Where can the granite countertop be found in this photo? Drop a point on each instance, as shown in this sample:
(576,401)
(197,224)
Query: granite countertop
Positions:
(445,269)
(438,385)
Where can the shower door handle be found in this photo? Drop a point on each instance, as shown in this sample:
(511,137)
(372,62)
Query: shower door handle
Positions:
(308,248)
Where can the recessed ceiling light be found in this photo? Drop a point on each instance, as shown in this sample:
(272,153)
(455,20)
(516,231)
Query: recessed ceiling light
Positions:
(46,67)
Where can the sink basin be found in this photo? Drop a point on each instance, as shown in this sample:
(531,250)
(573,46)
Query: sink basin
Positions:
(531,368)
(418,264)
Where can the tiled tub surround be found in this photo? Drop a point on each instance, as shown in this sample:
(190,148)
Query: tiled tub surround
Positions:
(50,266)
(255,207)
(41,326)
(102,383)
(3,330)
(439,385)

# Aim of the exercise
Copy out each line exactly.

# Task output
Where can the granite countertop be found in this photo? Drop a point on each instance, as shown in this sample:
(576,401)
(197,224)
Query: granite countertop
Positions:
(445,269)
(438,385)
Where can the shower door handle be found in this photo? Drop a point on each instance, as shown in this sample:
(511,137)
(372,62)
Query: shower door handle
Positions:
(308,248)
Where can the recessed ceiling light be found in this photo? Drop a point on each instance, as shown in this sample:
(272,153)
(455,20)
(516,231)
Query: recessed ceiling light
Positions:
(46,67)
Where can the sink basin be found in this photo? Drop a point on each instance, as shown in this sample:
(531,250)
(573,46)
Query: sink basin
Positions:
(531,368)
(418,264)
Where can the tiled tub surround be found in this photo? Drop a point on each instance, as shown in this sample:
(190,148)
Query: tiled tub surround
Positions:
(50,266)
(255,207)
(41,326)
(102,383)
(3,330)
(439,385)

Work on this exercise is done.